▶ [Input for this task]
++++++

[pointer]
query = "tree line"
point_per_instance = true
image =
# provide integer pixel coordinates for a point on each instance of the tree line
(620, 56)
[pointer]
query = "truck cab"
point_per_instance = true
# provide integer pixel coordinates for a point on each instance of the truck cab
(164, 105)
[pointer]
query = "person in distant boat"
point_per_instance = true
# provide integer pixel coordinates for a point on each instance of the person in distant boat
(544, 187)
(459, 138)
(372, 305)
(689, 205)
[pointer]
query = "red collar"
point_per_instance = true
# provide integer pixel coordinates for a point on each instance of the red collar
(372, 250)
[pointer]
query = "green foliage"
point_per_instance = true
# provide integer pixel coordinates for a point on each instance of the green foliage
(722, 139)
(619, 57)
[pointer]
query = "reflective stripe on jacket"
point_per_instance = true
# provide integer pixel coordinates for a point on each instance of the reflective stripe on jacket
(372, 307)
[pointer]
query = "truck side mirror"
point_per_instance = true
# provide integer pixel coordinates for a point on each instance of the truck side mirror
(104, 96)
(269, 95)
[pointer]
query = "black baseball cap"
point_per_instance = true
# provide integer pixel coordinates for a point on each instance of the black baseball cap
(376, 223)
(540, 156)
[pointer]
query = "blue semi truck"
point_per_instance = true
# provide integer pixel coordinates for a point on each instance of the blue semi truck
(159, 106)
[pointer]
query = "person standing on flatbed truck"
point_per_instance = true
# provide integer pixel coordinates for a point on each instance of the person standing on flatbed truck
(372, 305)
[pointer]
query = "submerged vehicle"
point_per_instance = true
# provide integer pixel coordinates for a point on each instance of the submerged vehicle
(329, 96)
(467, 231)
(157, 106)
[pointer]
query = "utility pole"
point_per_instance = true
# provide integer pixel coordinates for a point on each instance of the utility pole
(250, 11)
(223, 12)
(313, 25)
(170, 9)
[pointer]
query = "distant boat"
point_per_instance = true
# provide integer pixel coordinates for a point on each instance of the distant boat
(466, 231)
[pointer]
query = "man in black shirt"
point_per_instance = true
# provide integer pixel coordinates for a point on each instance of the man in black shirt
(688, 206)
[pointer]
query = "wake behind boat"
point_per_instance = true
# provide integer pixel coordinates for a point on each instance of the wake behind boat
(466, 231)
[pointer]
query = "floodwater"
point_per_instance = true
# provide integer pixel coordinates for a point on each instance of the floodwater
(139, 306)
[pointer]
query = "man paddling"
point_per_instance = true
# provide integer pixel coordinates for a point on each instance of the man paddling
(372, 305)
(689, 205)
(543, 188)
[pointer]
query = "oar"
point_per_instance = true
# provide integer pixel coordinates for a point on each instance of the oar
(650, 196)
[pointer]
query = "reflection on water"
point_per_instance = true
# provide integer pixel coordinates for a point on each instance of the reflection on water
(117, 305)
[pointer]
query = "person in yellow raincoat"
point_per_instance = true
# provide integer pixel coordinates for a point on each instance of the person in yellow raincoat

++++++

▶ [Task details] Please give back all of the records exactly as written.

▶ [Task output]
[pointer]
query = "tree line"
point_per_instance = true
image =
# provide integer pixel coordinates for a point on each instance of the tree line
(620, 56)
[pointer]
query = "truck cab"
point_per_instance = true
# provide integer pixel coordinates for a point on each instance of the truck cab
(164, 105)
[pointer]
query = "person in distant boat"
point_per_instance = true
# provide integer pixel coordinates for a point on each instance of the person in distant boat
(544, 187)
(459, 138)
(372, 305)
(689, 205)
[pointer]
query = "red collar"
point_per_instance = true
# provide integer pixel coordinates for a point on each instance of the red collar
(372, 250)
[pointer]
query = "green foliage"
point_per_instance = true
# provide integer pixel coordinates for a point on each instance of the green foliage
(722, 139)
(619, 57)
[pointer]
query = "reflective stripe on jacket"
point_per_instance = true
# provide integer pixel coordinates for a point on each instance of the reflective stripe on jacket
(372, 307)
[pointer]
query = "truck side mirror"
point_per_instance = true
# provide integer pixel coordinates for a point on each instance of the truck side mirror
(104, 96)
(269, 95)
[pointer]
query = "black baseball cap"
point_per_instance = true
# provide integer pixel coordinates for a point on each instance of the black baseball cap
(376, 223)
(540, 156)
[pointer]
query = "blue semi truck"
point_per_instance = true
# provide integer pixel coordinates for a point on each instance of the blue semi truck
(159, 106)
[pointer]
query = "person standing on flatbed truck"
point_per_instance = true
# provide integer pixel coordinates for a point on each instance of the person standing on flatbed truck
(372, 305)
[pointer]
query = "submerged vehicle"
point_per_instance = true
# provide integer pixel coordinates for a point on each instance of the submerged vehicle
(329, 96)
(467, 231)
(157, 106)
[pointer]
query = "utility pole"
point_per_instance = true
# provide integer pixel coordinates for a point on each instance of the utility pole
(250, 11)
(223, 12)
(313, 25)
(170, 9)
[pointer]
query = "distant boat"
point_per_instance = true
# provide integer pixel coordinates for a point on each instance of the distant boat
(466, 231)
[pointer]
query = "man in black shirt"
point_per_instance = true
# provide integer pixel coordinates for a point on each instance of the man in black shirt
(688, 206)
[pointer]
query = "wake behind boat"
point_per_instance = true
# provide integer pixel coordinates for a point on each instance of the wake behind boat
(466, 231)
[pointer]
query = "floodwater"
point_per_instance = true
# provide integer pixel coordinates for a point on each instance of the floodwater
(139, 306)
[pointer]
query = "man paddling"
point_per_instance = true
# provide integer pixel coordinates for a point on each instance of the man paddling
(372, 305)
(689, 205)
(543, 188)
[pointer]
query = "oar"
point_per_instance = true
# provide integer pixel coordinates for a point on each instance of the oar
(650, 196)
[pointer]
query = "reflection on water"
point_per_instance = true
# provide integer pixel coordinates for a point on each instance of the reflection on water
(117, 305)
[pointer]
query = "person in yellow raincoat"
point_per_instance = true
# provide integer pixel coordinates for a point on each instance of the person in yellow raincoat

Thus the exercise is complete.